> Document excerpt
Epithelial-mesenchymal transition (EMT) is a multistage reprogramming process play a vital role in the development of homogenous adhesion that is essential for embryonic expansion and fibrotic disease (Peng et al. 2014). During EMT progression, there is a loose cell polarity in epithelial cell junctions and increase invasive properties of the mesenchymal stem cell (MSCs). Consequently, the expression of epithelial marker such as E-cadherin showed down-regulation and activates β-catenin, which translocate into the nucleus and modulates the expression of VEGF, CD44, cyclin D1kinase, and c-Myc which leads to tumor initiation and progression. it has been observed that the expression of mesenchymal markers such as Snail, Slug, Vimentin, ZEB1, ZEB2 is up-regulated in tumor cells (Thiery et al. 2009).

However, the ability to self-renewal, an overexpression of Drug resistance genes, have shown that the EMT is a major molecular mechanism linked with metastasis and provide resistance to chemotherapy (Mitra et al. 2015). Recent studies have proved that hyaluronan-mediated motility receptor (HMMR) was up-regulated in 5-Fu resistant GC cell line. Further, biopsies sample observed that HMMR increased the cancer stem cell (CSCs) properties and resistance to chemotherapy via TGF-beta/Smad2-induced EMT in GC (Zhang et al. 2019). Kim et al. described the Testican-1 are responsible for EMT mediated signaling and confers acquired resistance to apatinib in HER2-positive gastric cancer in in-vitro (Kim et al. 2014).

> Records shown
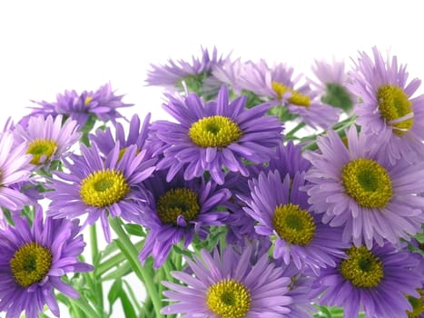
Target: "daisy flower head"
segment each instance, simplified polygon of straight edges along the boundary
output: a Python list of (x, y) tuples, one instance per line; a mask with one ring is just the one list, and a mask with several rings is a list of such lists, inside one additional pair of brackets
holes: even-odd
[(15, 144), (10, 131), (0, 133), (0, 218), (1, 207), (17, 211), (30, 204), (30, 199), (15, 186), (29, 179), (32, 155), (26, 154), (25, 142)]
[(78, 220), (43, 220), (38, 208), (32, 226), (26, 219), (14, 221), (15, 226), (0, 229), (0, 312), (17, 318), (25, 311), (26, 317), (36, 318), (46, 304), (58, 317), (54, 289), (79, 297), (62, 277), (94, 269), (78, 260), (85, 246)]
[(316, 100), (317, 94), (308, 84), (299, 85), (301, 75), (293, 77), (293, 68), (285, 64), (270, 67), (264, 60), (244, 68), (242, 86), (258, 95), (287, 107), (312, 128), (327, 129), (337, 123), (340, 111)]
[(304, 154), (312, 164), (306, 174), (312, 209), (324, 223), (343, 226), (343, 240), (356, 246), (409, 241), (424, 223), (422, 163), (391, 165), (370, 134), (351, 126), (346, 135), (348, 146), (330, 130), (318, 139), (320, 152)]
[(344, 317), (407, 317), (413, 310), (405, 294), (419, 298), (423, 277), (409, 251), (398, 251), (389, 242), (371, 249), (351, 246), (334, 268), (325, 268), (315, 287), (320, 303), (344, 307)]
[[(64, 124), (62, 124), (64, 122)], [(26, 154), (32, 154), (31, 164), (46, 165), (66, 155), (66, 151), (75, 144), (81, 134), (77, 133), (76, 121), (63, 121), (62, 114), (30, 117), (26, 126), (17, 124), (14, 130), (15, 143), (26, 142)]]
[(293, 262), (298, 269), (334, 266), (334, 257), (342, 257), (347, 246), (341, 230), (323, 224), (308, 204), (304, 173), (283, 181), (278, 171), (261, 173), (250, 181), (251, 200), (244, 210), (258, 224), (259, 234), (273, 236), (273, 256), (285, 264)]
[(209, 227), (222, 225), (228, 216), (218, 208), (225, 206), (230, 191), (202, 177), (186, 181), (180, 173), (167, 182), (166, 172), (157, 171), (143, 182), (143, 190), (147, 199), (141, 204), (139, 223), (149, 233), (139, 259), (144, 263), (152, 255), (155, 268), (162, 266), (173, 244), (183, 240), (187, 248), (194, 234), (205, 240)]
[(369, 134), (378, 134), (394, 164), (424, 155), (424, 95), (414, 96), (421, 81), (408, 81), (406, 65), (397, 56), (384, 60), (377, 47), (372, 56), (360, 53), (348, 88), (360, 98), (355, 106), (357, 122)]
[(291, 279), (282, 269), (262, 254), (251, 263), (254, 249), (246, 244), (242, 253), (231, 245), (220, 253), (202, 250), (201, 257), (186, 258), (192, 275), (173, 272), (182, 284), (163, 282), (163, 294), (175, 302), (162, 313), (182, 313), (184, 317), (260, 318), (285, 317), (292, 299), (287, 296)]
[(244, 108), (246, 96), (229, 101), (222, 85), (217, 101), (204, 103), (194, 94), (186, 98), (170, 96), (164, 109), (179, 123), (157, 121), (152, 131), (157, 136), (163, 158), (158, 169), (168, 169), (168, 180), (184, 170), (187, 180), (208, 171), (218, 184), (224, 183), (225, 167), (249, 175), (243, 160), (267, 162), (281, 143), (282, 124), (265, 116), (269, 104)]
[(45, 193), (52, 202), (47, 214), (54, 218), (74, 218), (87, 214), (84, 226), (101, 219), (107, 242), (111, 234), (108, 216), (138, 220), (139, 203), (143, 200), (139, 184), (154, 171), (154, 159), (145, 158), (145, 150), (137, 154), (131, 145), (119, 160), (119, 143), (103, 158), (95, 144), (81, 145), (81, 155), (70, 156), (64, 165), (69, 173), (55, 172)]

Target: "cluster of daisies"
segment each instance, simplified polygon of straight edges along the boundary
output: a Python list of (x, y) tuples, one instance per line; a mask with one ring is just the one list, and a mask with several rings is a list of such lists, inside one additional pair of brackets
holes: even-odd
[[(202, 49), (148, 73), (173, 121), (125, 121), (118, 110), (131, 104), (110, 84), (9, 121), (0, 312), (59, 316), (62, 293), (84, 297), (96, 265), (113, 263), (117, 282), (125, 265), (153, 268), (140, 277), (156, 315), (308, 318), (338, 306), (347, 318), (424, 317), (420, 81), (377, 48), (349, 72), (335, 61), (312, 71)], [(104, 255), (126, 253), (93, 266), (82, 231), (97, 223)], [(142, 237), (136, 263), (111, 228)], [(95, 301), (79, 313), (111, 316)]]

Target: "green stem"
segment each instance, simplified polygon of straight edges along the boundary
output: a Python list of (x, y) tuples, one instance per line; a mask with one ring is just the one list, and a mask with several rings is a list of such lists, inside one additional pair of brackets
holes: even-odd
[(149, 274), (145, 266), (141, 265), (140, 261), (138, 260), (138, 250), (133, 244), (127, 234), (123, 230), (121, 220), (117, 217), (109, 218), (109, 224), (118, 236), (118, 240), (116, 241), (118, 247), (127, 256), (128, 261), (131, 263), (131, 267), (137, 277), (144, 283), (147, 294), (152, 298), (152, 302), (153, 303), (156, 317), (164, 317), (161, 314), (162, 302), (159, 298), (160, 295), (153, 282), (153, 275)]

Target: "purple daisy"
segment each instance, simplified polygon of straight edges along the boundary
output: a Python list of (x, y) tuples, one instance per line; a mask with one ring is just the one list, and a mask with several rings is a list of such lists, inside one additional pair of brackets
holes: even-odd
[(186, 261), (193, 273), (173, 272), (185, 285), (163, 282), (170, 290), (163, 314), (182, 313), (183, 317), (285, 317), (292, 300), (287, 296), (291, 279), (281, 275), (264, 253), (251, 263), (254, 249), (246, 244), (242, 253), (227, 246), (220, 254), (201, 251)]
[(386, 145), (387, 155), (394, 164), (402, 157), (408, 161), (424, 156), (424, 94), (413, 97), (421, 81), (408, 82), (406, 65), (398, 59), (383, 59), (377, 47), (373, 59), (360, 53), (356, 70), (348, 88), (361, 103), (354, 109), (358, 124), (369, 134), (378, 134)]
[[(116, 95), (112, 90), (110, 84), (101, 86), (97, 91), (84, 91), (78, 94), (75, 91), (65, 91), (64, 94), (58, 94), (56, 101), (35, 102), (41, 107), (32, 107), (33, 114), (24, 117), (22, 123), (25, 123), (28, 117), (42, 114), (46, 116), (52, 114), (55, 117), (58, 114), (70, 116), (78, 123), (82, 129), (88, 122), (90, 116), (95, 116), (104, 122), (114, 122), (117, 118), (123, 118), (117, 109), (132, 106), (132, 104), (125, 104), (122, 101), (123, 95)], [(25, 125), (25, 124), (24, 124)]]
[(66, 151), (75, 144), (81, 134), (76, 132), (76, 122), (68, 118), (63, 123), (63, 116), (52, 115), (44, 118), (37, 115), (29, 118), (28, 124), (17, 124), (14, 130), (16, 144), (26, 142), (26, 154), (32, 154), (31, 164), (35, 166), (45, 165), (54, 160), (66, 155)]
[(423, 164), (391, 165), (370, 135), (347, 131), (349, 147), (334, 131), (317, 140), (320, 152), (307, 152), (312, 164), (306, 179), (309, 202), (322, 221), (344, 227), (343, 240), (355, 245), (373, 240), (397, 243), (421, 231), (424, 223)]
[(89, 272), (92, 265), (78, 261), (85, 243), (78, 221), (43, 220), (35, 210), (33, 225), (15, 218), (15, 226), (0, 229), (0, 311), (6, 317), (36, 318), (47, 304), (59, 316), (54, 289), (68, 297), (78, 293), (62, 281), (69, 273)]
[(180, 170), (190, 180), (208, 171), (218, 184), (224, 183), (223, 167), (248, 176), (243, 160), (267, 162), (281, 143), (282, 124), (276, 116), (265, 116), (269, 104), (245, 109), (246, 96), (229, 101), (228, 88), (222, 86), (218, 100), (203, 103), (196, 94), (182, 100), (170, 96), (164, 109), (180, 124), (152, 124), (153, 144), (164, 157), (158, 169), (169, 169), (167, 180)]
[[(249, 67), (247, 67), (249, 65)], [(278, 64), (272, 68), (264, 60), (246, 65), (242, 87), (282, 104), (292, 114), (299, 115), (312, 128), (327, 129), (337, 123), (340, 111), (316, 100), (317, 94), (309, 84), (298, 85), (301, 75), (293, 78), (293, 68)]]
[(31, 174), (32, 155), (26, 154), (26, 149), (25, 142), (15, 144), (13, 133), (0, 133), (0, 218), (1, 207), (16, 211), (30, 204), (30, 199), (15, 187)]
[(121, 216), (132, 222), (138, 220), (139, 203), (143, 201), (139, 184), (154, 171), (154, 159), (145, 158), (145, 150), (137, 153), (131, 145), (119, 159), (120, 144), (103, 158), (95, 144), (81, 145), (82, 155), (73, 154), (64, 165), (69, 173), (55, 172), (62, 180), (54, 179), (45, 193), (52, 200), (47, 214), (55, 218), (74, 218), (87, 214), (84, 224), (102, 221), (104, 235), (110, 242), (108, 216)]
[(323, 269), (316, 282), (320, 303), (344, 307), (344, 317), (407, 317), (412, 311), (405, 294), (419, 298), (423, 277), (416, 271), (417, 258), (397, 251), (389, 243), (368, 249), (352, 246), (348, 258), (334, 268)]
[(275, 236), (273, 256), (298, 269), (335, 266), (334, 257), (342, 257), (348, 246), (341, 242), (341, 230), (323, 224), (308, 204), (308, 195), (300, 187), (305, 184), (304, 173), (283, 181), (278, 171), (261, 173), (250, 181), (251, 199), (245, 208), (258, 222), (256, 232)]
[(166, 261), (173, 244), (183, 240), (187, 248), (194, 234), (205, 240), (208, 227), (222, 225), (228, 214), (218, 207), (231, 197), (230, 191), (202, 177), (186, 181), (178, 174), (171, 182), (165, 178), (166, 172), (158, 171), (142, 185), (147, 200), (141, 204), (139, 222), (149, 233), (139, 258), (144, 263), (152, 254), (155, 268)]

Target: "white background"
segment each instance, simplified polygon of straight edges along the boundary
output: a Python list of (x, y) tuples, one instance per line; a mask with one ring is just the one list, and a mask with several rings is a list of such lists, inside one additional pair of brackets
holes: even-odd
[[(162, 90), (146, 87), (149, 64), (190, 59), (200, 47), (234, 58), (284, 62), (310, 74), (314, 58), (356, 57), (377, 45), (424, 76), (419, 1), (3, 1), (0, 124), (30, 100), (111, 82), (123, 113), (166, 118)], [(422, 89), (419, 90), (422, 93)], [(1, 126), (0, 126), (1, 127)], [(118, 312), (117, 312), (118, 313)], [(62, 313), (63, 314), (65, 313)], [(64, 316), (66, 316), (64, 314)], [(116, 317), (120, 314), (116, 313)]]

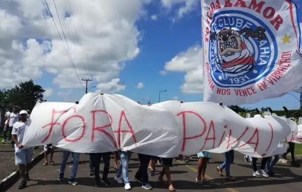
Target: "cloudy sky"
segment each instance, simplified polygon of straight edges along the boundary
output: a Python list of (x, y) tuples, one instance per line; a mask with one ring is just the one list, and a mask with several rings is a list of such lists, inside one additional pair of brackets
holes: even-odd
[[(48, 101), (74, 102), (90, 78), (90, 91), (143, 103), (164, 90), (162, 101), (202, 101), (200, 0), (55, 2), (1, 0), (0, 88), (31, 78)], [(298, 105), (286, 95), (248, 107)]]

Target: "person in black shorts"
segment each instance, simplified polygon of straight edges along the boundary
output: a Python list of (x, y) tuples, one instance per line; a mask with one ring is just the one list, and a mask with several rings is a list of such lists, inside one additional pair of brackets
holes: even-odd
[(171, 173), (170, 172), (170, 166), (172, 165), (173, 162), (173, 158), (162, 158), (161, 160), (162, 161), (162, 165), (163, 167), (162, 170), (159, 174), (158, 177), (158, 182), (165, 184), (166, 182), (163, 180), (163, 176), (166, 175), (167, 177), (167, 182), (169, 185), (168, 189), (170, 191), (175, 191), (175, 188), (173, 186), (172, 184), (172, 181), (171, 181)]
[(48, 150), (50, 149), (50, 160), (49, 162), (53, 165), (55, 165), (55, 162), (53, 160), (53, 157), (54, 156), (54, 153), (55, 152), (55, 147), (53, 147), (52, 144), (48, 144), (44, 146), (44, 157), (45, 158), (45, 162), (43, 163), (44, 166), (48, 165)]
[(155, 164), (159, 159), (159, 158), (156, 156), (151, 156), (151, 159), (149, 163), (149, 168), (151, 170), (151, 172), (149, 175), (154, 176), (155, 175), (155, 171), (156, 171), (155, 170)]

> Try it
Does each statement agree with the passage on epithelial-mesenchymal transition? For each, answer yes or no and quote the passage's deciding words. (a) HMMR was found up-regulated in a 5-Fu resistant GC cell line. (b) E-cadherin is given as a mesenchymal marker. (c) Vimentin expression is down-regulated in tumor cells. The rows come from a separate source.

> Written answer
(a) Yes: "hyaluronan-mediated motility receptor (HMMR) was up-regulated in 5-Fu resistant GC cell line"
(b) No: "epithelial marker such as E-cadherin"
(c) No: "mesenchymal markers such as Snail, Slug, Vimentin, ZEB1, ZEB2 is up-regulated in tumor cells"